Work instructions:
Reproduce the records below with every occurrence of "instance" replaced by "object" and everything else left unchanged. Leave the pictures out.

Recorded information:
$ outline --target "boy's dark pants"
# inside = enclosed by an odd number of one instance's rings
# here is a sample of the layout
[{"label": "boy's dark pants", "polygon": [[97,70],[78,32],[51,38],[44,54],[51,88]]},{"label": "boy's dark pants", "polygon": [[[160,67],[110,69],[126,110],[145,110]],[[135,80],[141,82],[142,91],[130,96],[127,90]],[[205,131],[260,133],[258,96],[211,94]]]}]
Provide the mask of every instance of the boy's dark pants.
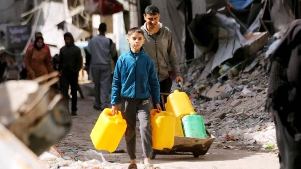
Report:
[{"label": "boy's dark pants", "polygon": [[127,128],[125,140],[127,153],[131,160],[136,157],[136,124],[137,115],[140,121],[143,156],[149,158],[152,150],[152,127],[150,126],[150,103],[149,99],[141,100],[122,98],[121,112],[126,120]]},{"label": "boy's dark pants", "polygon": [[[170,77],[168,77],[167,78],[162,80],[162,81],[160,82],[159,83],[160,85],[160,93],[171,93],[171,89],[172,88],[172,86],[173,85],[173,82],[172,82],[172,79]],[[166,103],[167,96],[168,96],[166,95],[163,95],[164,104]],[[163,105],[163,103],[162,103],[162,101],[161,99],[161,98],[160,97],[160,106],[161,107],[161,109],[162,110],[164,110],[165,105]],[[154,105],[154,107],[156,108],[156,105]]]}]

Complete answer:
$ outline --target "boy's dark pants"
# inside = enclosed by an odd number of one object's rings
# here is a sample of the layout
[{"label": "boy's dark pants", "polygon": [[97,70],[78,32],[51,38],[44,54],[51,88]]},{"label": "boy's dark pants", "polygon": [[[160,67],[110,69],[126,110],[145,110]],[[135,80],[141,82],[142,91],[130,96],[127,90]],[[205,131],[260,133],[258,96],[211,94]]]}]
Provide the mask of every object of the boy's dark pants.
Report:
[{"label": "boy's dark pants", "polygon": [[127,128],[125,140],[127,153],[131,160],[136,157],[136,124],[137,115],[140,121],[143,156],[149,158],[152,150],[152,127],[150,126],[150,103],[149,99],[141,100],[122,98],[121,112],[126,120]]},{"label": "boy's dark pants", "polygon": [[[170,77],[168,77],[167,78],[162,80],[162,81],[160,82],[159,83],[160,85],[160,93],[171,93],[171,89],[172,88],[172,86],[173,85],[173,82],[172,82],[172,79]],[[166,103],[167,96],[168,96],[166,95],[163,95],[164,104]],[[163,105],[163,103],[162,103],[162,101],[161,99],[161,98],[160,97],[160,106],[161,107],[161,109],[162,110],[164,110],[165,105]],[[154,105],[154,107],[156,108],[156,105]]]}]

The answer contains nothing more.